ЗАДАНИЯ ДЛЯ ВЫПОЛНЕНИЯ
A) В каком произведении Набоков, согласно тексту о Набокове и Газданове, пишет на чужом языке родную речь?
B) Продолжите рассуждение о Набокове и Газданове вслед за его последним предложением.

ИСХОДНЫЙ ТЕКСТ
⁂
Писатели цивилизационного промежутка: Газданов, Набоков и другие
Писатели цивилизационного промежутка: Газданов, Набоков и другие
Начну с сопоставления: Набоков и Газданов. Их сравнивают и разводят по-разному. Рискну провести углубленную разграничительную линию. Полагаю, они – разные писатели не только по мировоззрению и художественной природе, но и по культуре.
С Набоковым все более или менее ясно. Он – писатель, так сказать, русского «мейнстрима». Это русская классика на ее излете. Недаром Набоков ведет монолог, точнее, полилог со всей русской традицией. Г. Адамович тонко заметил, что у его текстов «детски– дерзкий привкус, ребячески-самоуверенный… оттенок»[336]. И действительно, Набоков, как родной ребенок, не испытывает особого пиетета к «старшим», он достает до Пушкина, до Гоголя; дергает одного за уши, другого – за нос, устраивает классический домашний скандал с Чернышевским, куксится на Достоевского. Короче, ведет себя с ними фамильярно, как кровный родственник. И это продолжается, когда он переходит на английский язык. В «Аде» он делает, казалось бы, невозможное – на чужом языке пишет родную речь, устраивая игру с русской литературой. Набоков, в моем представлении, – последний представитель русской классики, вышедший за ее пределы; другой градус, после Чехова, «охлаждения» русской прозы, остановка на «нуле» и переход от этики к «игре».
⁂
МАТЕРИАЛ
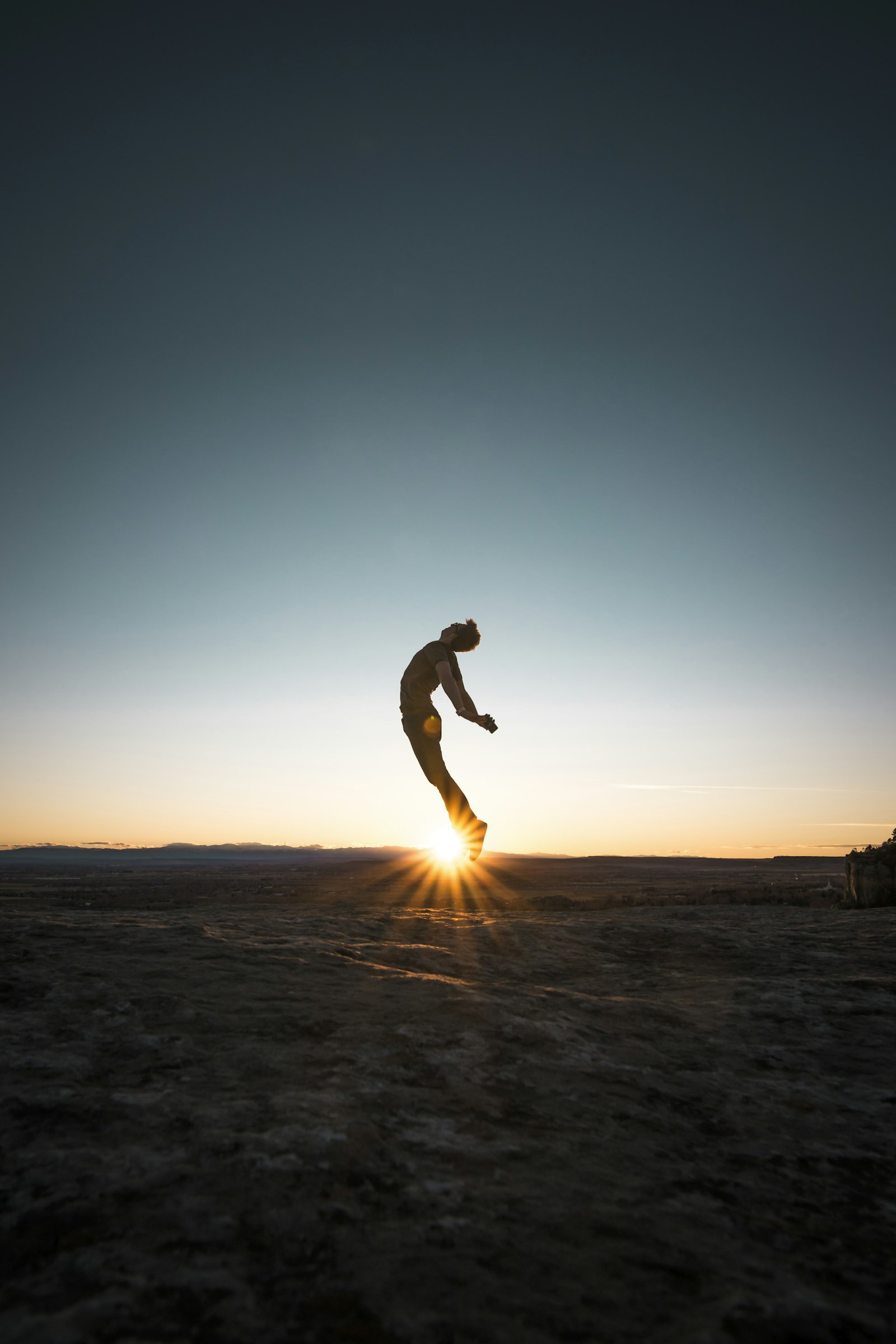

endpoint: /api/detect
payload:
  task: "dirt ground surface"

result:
⁂
ОТВЕТЫ К ЗАДАНИЯМ
A) В «Аде».

B)
Те, кто остался в России, писали прозу уже по-другому. В поэзии русская классическая «нота» жила дольше – и окончилась только с Анной Ахматовой. Последний всплеск – Иосиф Бродский, поэт, уже на полном выходе из поэтического русского «мейнстрима», распрощавшийся с ним. Но к нему я еще вернусь.
А вот Газданов – это совершенно другая порода. Он хорошо знает русскую литературу и считает ее своей, и она, конечно, ему принадлежит, но все-таки как иному писателю. Он в «русский мейнстрим», к которому относится с величайшим почтением, не входит, и не потому, что талантом не вышел, а потому, что возник как не русский писатель; не побоюсь дать такую дефиницию – он возник как российский писатель – в том смысле, что в нем звучат, помимо русской классики, эхо и резонансы совершенно разных культурных традиций – просторов имперской России, а потом, когда он оказался за рубежом, еще и французского пространства, и пространства общеевропейского. Поэтому я и назвал статью «Писатели цивилизационного “промежутка”». Это мой вывод.
А теперь – комментарии к этому выводу.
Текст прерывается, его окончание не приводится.